+++ READING TEXT +++
I've heard that about Tennessee.
and Arkansas, and Kentucky, and South Dakota, and ...
Don't forget Texas...
Don't get upset - I'm a native Texan...you're probably a cousin somewhere along the line...
That is entirely possible, although legally they can demand the paperwork and charge them sales tax unless they comply. Maybe it is just too much hassle to report them to the Comptroller for non-compliance. I have to complete tax exemption forms all the time for our vendors...my problem is with the cashiers not being trained on how to process them, I always seem to get this blank stare and then have to go through several layers of management to get the purchase approved as tax-exempt.
"You want to buy our stuff, you send a check like everybody else. If not, go pound sand and stuff your forms."
A great bumper sticker is in the making here.. :)
When said, were the lawyer's lips moving?
+++ DATA LISTING +++
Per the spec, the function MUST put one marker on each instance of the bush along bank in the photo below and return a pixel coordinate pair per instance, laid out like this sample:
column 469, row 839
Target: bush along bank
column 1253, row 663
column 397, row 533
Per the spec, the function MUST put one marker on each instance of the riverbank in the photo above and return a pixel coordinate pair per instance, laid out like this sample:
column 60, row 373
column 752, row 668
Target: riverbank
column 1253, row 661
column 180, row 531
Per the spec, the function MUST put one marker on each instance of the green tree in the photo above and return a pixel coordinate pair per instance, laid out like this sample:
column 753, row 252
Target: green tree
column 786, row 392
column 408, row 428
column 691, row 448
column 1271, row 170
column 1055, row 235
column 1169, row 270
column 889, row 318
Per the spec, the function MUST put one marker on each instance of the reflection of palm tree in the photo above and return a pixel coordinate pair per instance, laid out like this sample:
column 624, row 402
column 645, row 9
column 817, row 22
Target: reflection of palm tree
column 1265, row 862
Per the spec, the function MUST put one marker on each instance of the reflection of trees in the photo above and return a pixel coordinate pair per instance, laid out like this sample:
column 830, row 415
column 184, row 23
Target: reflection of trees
+++
Echo the forum thread in full, word for word. The rows have nothing to do with the forum thread.

* [EXERCISE OUTPUT]
I've heard that about Tennessee.
and Arkansas, and Kentucky, and South Dakota, and ...
Don't forget Texas...
Don't get upset - I'm a native Texan...you're probably a cousin somewhere along the line...
That is entirely possible, although legally they can demand the paperwork and charge them sales tax unless they comply. Maybe it is just too much hassle to report them to the Comptroller for non-compliance. I have to complete tax exemption forms all the time for our vendors...my problem is with the cashiers not being trained on how to process them, I always seem to get this blank stare and then have to go through several layers of management to get the purchase approved as tax-exempt.
"You want to buy our stuff, you send a check like everybody else. If not, go pound sand and stuff your forms."
A great bumper sticker is in the making here.. :)
When said, were the lawyer's lips moving?